• **Work required**
Each line of the records below that holds "trace" should be returned.

== Segment start ==

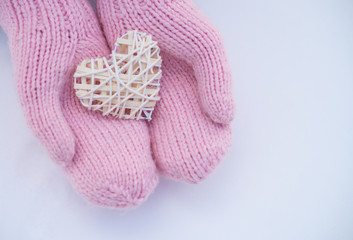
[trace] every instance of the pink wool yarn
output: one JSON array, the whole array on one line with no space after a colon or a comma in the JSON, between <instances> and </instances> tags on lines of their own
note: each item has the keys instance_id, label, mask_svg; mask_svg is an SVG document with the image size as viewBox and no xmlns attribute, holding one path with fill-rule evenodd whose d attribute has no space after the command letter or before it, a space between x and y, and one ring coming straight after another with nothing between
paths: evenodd
<instances>
[{"instance_id":1,"label":"pink wool yarn","mask_svg":"<svg viewBox=\"0 0 353 240\"><path fill-rule=\"evenodd\" d=\"M219 163L231 143L231 76L219 33L191 1L97 5L105 37L84 0L3 0L0 23L35 135L88 201L129 208L153 191L157 171L197 183ZM107 56L105 39L112 46L131 29L152 34L162 51L150 123L87 111L72 86L79 62Z\"/></svg>"}]
</instances>

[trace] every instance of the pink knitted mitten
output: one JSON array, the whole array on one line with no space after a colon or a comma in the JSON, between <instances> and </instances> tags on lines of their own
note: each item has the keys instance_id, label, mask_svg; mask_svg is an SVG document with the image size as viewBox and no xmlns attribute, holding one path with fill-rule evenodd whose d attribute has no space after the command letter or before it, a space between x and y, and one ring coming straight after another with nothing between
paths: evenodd
<instances>
[{"instance_id":1,"label":"pink knitted mitten","mask_svg":"<svg viewBox=\"0 0 353 240\"><path fill-rule=\"evenodd\" d=\"M103 117L76 98L77 64L109 53L85 0L0 1L29 126L86 199L127 208L153 191L155 163L191 183L215 168L231 143L231 76L219 33L189 0L100 0L98 13L111 47L134 29L159 42L161 101L151 123Z\"/></svg>"},{"instance_id":2,"label":"pink knitted mitten","mask_svg":"<svg viewBox=\"0 0 353 240\"><path fill-rule=\"evenodd\" d=\"M85 58L109 54L84 0L1 0L17 92L28 124L73 186L90 202L132 207L158 181L145 121L87 111L73 72Z\"/></svg>"},{"instance_id":3,"label":"pink knitted mitten","mask_svg":"<svg viewBox=\"0 0 353 240\"><path fill-rule=\"evenodd\" d=\"M161 100L150 124L161 173L204 179L231 144L231 74L221 37L190 0L98 0L112 47L127 30L152 34L161 47Z\"/></svg>"}]
</instances>

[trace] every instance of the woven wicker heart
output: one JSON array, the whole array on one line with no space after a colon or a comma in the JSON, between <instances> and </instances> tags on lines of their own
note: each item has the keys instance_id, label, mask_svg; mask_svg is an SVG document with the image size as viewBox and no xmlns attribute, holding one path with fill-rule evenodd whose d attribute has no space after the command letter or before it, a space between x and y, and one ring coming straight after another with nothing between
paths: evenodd
<instances>
[{"instance_id":1,"label":"woven wicker heart","mask_svg":"<svg viewBox=\"0 0 353 240\"><path fill-rule=\"evenodd\" d=\"M148 119L160 99L162 59L151 35L129 31L106 58L84 60L76 69L74 88L83 106L103 115Z\"/></svg>"}]
</instances>

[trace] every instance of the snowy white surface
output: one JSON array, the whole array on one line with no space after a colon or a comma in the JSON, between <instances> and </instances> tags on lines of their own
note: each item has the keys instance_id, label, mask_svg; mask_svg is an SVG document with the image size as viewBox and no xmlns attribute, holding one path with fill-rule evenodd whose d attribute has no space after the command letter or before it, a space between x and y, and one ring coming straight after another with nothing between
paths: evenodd
<instances>
[{"instance_id":1,"label":"snowy white surface","mask_svg":"<svg viewBox=\"0 0 353 240\"><path fill-rule=\"evenodd\" d=\"M129 212L87 204L32 136L0 32L0 239L353 239L352 1L195 2L233 67L233 147Z\"/></svg>"}]
</instances>

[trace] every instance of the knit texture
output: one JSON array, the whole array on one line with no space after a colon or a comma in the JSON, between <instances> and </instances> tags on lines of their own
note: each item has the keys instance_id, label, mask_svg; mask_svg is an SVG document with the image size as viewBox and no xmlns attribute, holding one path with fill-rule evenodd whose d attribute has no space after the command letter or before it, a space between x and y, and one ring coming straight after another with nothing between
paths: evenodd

== Segment end ==

• **Output for this task**
[trace] every instance of the pink wool yarn
[trace] every instance of the pink knitted mitten
[trace] every instance of the woven wicker heart
[trace] every instance of the snowy white surface
[trace] every instance of the knit texture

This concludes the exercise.